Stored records
+---+

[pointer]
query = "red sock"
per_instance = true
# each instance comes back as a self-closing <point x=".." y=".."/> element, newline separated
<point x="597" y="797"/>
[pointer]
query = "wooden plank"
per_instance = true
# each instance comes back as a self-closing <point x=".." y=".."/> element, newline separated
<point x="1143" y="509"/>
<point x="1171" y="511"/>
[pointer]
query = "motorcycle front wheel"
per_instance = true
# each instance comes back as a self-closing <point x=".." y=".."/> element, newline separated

+---+

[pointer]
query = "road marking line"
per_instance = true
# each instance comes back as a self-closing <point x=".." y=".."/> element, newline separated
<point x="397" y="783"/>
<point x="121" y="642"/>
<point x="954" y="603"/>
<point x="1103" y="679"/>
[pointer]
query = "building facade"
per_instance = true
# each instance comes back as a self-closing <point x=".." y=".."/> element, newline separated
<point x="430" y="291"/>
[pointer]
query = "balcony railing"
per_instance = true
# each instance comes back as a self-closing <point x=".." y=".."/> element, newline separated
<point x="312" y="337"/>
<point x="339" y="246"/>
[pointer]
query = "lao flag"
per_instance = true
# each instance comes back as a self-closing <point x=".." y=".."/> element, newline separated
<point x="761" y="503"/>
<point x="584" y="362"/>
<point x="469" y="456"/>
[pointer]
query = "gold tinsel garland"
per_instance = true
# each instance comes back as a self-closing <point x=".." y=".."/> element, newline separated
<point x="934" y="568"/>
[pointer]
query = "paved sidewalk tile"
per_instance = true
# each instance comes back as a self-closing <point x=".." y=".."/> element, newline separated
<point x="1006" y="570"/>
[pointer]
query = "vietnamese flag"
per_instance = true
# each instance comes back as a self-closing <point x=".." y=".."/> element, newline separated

+---+

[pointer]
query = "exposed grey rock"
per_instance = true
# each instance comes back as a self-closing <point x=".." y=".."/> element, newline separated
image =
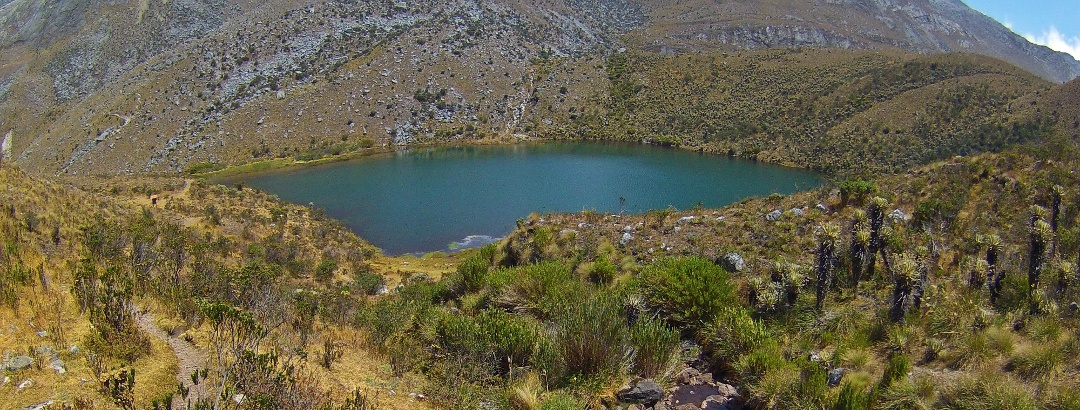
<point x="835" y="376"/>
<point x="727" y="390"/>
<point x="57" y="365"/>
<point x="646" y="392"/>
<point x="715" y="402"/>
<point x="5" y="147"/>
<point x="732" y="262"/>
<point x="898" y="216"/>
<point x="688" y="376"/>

+---+

-- Exercise --
Please state how many lines in the entries above contain the string "flag". Reply with the number alone.

-- Full solution --
2